■ **Do this**
Print every line below, from the very first one down to the line containing "M 99 29 L 80", both ends included, exactly as they appear.

■ **Task material**
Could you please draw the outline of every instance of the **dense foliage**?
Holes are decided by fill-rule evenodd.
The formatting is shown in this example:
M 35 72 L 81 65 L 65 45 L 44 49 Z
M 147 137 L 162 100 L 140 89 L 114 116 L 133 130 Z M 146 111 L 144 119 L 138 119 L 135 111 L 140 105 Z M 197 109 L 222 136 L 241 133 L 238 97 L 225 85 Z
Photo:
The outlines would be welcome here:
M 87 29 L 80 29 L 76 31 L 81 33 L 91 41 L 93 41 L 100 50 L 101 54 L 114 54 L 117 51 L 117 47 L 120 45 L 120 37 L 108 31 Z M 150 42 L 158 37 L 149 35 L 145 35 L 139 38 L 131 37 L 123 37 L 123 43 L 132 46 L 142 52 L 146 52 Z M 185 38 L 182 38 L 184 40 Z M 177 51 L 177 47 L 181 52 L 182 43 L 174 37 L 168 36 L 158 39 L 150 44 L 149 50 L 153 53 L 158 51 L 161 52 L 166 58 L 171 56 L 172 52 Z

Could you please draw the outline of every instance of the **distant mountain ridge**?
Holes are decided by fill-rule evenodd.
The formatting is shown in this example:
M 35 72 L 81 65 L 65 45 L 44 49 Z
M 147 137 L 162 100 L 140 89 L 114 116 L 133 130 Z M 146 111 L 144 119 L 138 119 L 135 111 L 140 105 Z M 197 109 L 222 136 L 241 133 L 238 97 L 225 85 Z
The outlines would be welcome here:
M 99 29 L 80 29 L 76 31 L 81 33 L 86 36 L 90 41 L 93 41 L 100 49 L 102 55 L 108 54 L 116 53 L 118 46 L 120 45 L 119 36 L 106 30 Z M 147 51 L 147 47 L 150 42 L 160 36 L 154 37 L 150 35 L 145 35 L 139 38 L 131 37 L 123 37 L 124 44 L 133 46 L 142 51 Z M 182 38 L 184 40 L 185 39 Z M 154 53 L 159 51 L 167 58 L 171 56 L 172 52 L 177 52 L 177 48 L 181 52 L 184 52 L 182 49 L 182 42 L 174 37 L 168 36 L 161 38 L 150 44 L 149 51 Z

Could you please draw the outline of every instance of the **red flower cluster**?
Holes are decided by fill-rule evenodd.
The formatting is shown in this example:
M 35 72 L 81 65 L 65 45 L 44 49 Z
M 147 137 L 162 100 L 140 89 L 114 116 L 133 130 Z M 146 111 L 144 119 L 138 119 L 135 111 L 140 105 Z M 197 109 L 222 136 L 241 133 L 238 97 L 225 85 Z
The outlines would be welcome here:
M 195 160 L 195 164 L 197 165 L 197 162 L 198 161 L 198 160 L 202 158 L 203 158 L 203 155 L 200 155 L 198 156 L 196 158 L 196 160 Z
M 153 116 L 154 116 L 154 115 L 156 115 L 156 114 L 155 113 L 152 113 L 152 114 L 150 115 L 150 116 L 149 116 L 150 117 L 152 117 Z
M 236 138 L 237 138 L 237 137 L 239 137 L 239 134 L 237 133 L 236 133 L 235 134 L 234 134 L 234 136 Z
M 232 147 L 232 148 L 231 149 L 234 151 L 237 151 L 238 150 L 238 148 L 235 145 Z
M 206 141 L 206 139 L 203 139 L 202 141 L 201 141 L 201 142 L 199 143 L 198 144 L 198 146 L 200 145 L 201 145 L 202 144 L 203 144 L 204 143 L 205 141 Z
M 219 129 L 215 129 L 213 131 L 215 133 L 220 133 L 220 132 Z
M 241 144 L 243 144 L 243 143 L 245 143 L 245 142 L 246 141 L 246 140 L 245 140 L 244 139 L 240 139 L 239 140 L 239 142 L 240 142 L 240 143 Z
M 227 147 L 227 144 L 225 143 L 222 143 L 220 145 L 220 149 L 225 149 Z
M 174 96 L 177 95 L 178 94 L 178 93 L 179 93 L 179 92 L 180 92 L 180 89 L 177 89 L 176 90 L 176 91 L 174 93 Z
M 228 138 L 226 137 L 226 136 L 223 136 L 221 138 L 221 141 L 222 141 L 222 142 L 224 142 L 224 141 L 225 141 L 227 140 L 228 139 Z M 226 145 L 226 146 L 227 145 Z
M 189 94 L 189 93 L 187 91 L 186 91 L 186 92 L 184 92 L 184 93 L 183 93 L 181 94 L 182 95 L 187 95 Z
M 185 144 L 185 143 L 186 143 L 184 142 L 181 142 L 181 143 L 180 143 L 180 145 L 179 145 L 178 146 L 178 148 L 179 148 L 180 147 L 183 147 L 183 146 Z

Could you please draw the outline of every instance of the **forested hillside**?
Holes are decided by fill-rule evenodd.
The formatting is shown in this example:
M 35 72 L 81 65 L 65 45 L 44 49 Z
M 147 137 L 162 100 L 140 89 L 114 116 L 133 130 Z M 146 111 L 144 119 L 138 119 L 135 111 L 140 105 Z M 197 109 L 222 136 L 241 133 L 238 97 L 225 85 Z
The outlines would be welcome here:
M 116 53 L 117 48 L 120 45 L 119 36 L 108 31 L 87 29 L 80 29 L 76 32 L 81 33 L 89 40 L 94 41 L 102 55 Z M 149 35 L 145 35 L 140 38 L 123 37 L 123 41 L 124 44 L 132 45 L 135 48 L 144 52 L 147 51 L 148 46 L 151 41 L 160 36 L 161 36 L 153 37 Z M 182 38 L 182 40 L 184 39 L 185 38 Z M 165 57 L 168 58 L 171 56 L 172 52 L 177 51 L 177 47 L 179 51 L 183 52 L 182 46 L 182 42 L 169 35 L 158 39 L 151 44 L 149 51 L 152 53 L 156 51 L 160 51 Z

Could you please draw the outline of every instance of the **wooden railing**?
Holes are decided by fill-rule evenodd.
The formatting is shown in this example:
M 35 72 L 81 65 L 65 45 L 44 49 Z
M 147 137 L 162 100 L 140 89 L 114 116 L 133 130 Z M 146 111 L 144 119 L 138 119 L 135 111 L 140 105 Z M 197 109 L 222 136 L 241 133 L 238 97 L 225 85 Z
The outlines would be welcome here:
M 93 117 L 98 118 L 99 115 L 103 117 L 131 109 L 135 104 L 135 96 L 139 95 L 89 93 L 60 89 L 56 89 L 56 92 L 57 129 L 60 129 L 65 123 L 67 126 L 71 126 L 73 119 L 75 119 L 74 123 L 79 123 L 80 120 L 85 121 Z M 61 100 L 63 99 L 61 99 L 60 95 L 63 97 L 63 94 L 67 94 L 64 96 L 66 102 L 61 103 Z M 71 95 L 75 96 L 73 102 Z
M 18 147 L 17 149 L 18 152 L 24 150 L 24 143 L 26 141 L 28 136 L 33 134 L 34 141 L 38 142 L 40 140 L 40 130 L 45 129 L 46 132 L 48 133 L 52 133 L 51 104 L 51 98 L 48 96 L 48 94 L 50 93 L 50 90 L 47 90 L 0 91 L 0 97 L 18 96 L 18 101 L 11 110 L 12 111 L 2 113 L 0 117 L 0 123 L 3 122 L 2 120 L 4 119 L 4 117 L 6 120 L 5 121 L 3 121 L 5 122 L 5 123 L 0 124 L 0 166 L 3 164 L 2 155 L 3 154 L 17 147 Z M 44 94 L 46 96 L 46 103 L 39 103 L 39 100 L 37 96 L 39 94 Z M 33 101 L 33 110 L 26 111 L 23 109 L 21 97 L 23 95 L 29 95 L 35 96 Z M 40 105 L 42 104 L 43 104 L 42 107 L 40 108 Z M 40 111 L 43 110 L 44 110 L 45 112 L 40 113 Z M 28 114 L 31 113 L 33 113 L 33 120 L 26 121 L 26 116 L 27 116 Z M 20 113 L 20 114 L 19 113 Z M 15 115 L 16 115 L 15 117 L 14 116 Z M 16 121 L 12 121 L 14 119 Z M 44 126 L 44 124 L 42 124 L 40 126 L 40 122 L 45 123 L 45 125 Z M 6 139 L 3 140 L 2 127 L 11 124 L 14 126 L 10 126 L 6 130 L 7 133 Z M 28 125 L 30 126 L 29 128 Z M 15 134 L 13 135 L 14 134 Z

■ **Output of the exercise**
Could you please draw the outline of every instance of the **dense foliage**?
Holes are decided by fill-rule evenodd.
The formatting is shown in this example:
M 35 72 L 81 65 L 65 45 L 44 49 Z
M 147 137 L 162 100 L 140 89 L 114 116 L 133 130 Z M 146 111 L 144 119 L 138 119 L 135 111 L 140 105 Z M 197 109 L 222 136 L 241 133 L 238 97 L 225 85 Z
Photo:
The outlines would be welcome here:
M 87 29 L 80 29 L 76 31 L 81 33 L 91 41 L 93 41 L 100 50 L 101 54 L 114 54 L 117 51 L 117 47 L 120 45 L 120 37 L 108 31 Z M 150 42 L 158 37 L 149 35 L 145 35 L 139 38 L 131 37 L 123 37 L 123 43 L 132 46 L 142 52 L 146 52 Z M 185 38 L 182 38 L 184 40 Z M 177 51 L 177 47 L 181 52 L 182 43 L 174 37 L 168 36 L 158 39 L 150 44 L 149 50 L 153 53 L 158 51 L 161 52 L 166 58 L 171 56 L 172 52 Z

Could you please draw the outline of every instance of the **distant mountain ridge**?
Holes are decided by fill-rule evenodd.
The formatting is shown in this example:
M 35 72 L 81 65 L 65 45 L 44 49 Z
M 147 137 L 162 100 L 140 89 L 114 116 L 133 130 Z M 146 111 L 144 119 L 138 119 L 135 111 L 140 105 Z M 197 109 L 222 136 L 241 133 L 238 97 L 225 85 Z
The outlines would be welcome here:
M 99 29 L 80 29 L 76 31 L 81 33 L 86 36 L 90 41 L 93 41 L 100 49 L 102 55 L 108 54 L 116 53 L 118 46 L 120 45 L 119 36 L 106 30 Z M 147 51 L 147 47 L 150 42 L 160 36 L 154 37 L 150 35 L 145 35 L 139 38 L 131 37 L 123 37 L 124 44 L 133 46 L 142 51 Z M 182 38 L 184 40 L 185 39 Z M 154 53 L 159 51 L 167 58 L 171 56 L 172 52 L 177 52 L 177 48 L 181 52 L 184 52 L 182 49 L 182 42 L 174 37 L 168 36 L 161 38 L 150 44 L 149 51 Z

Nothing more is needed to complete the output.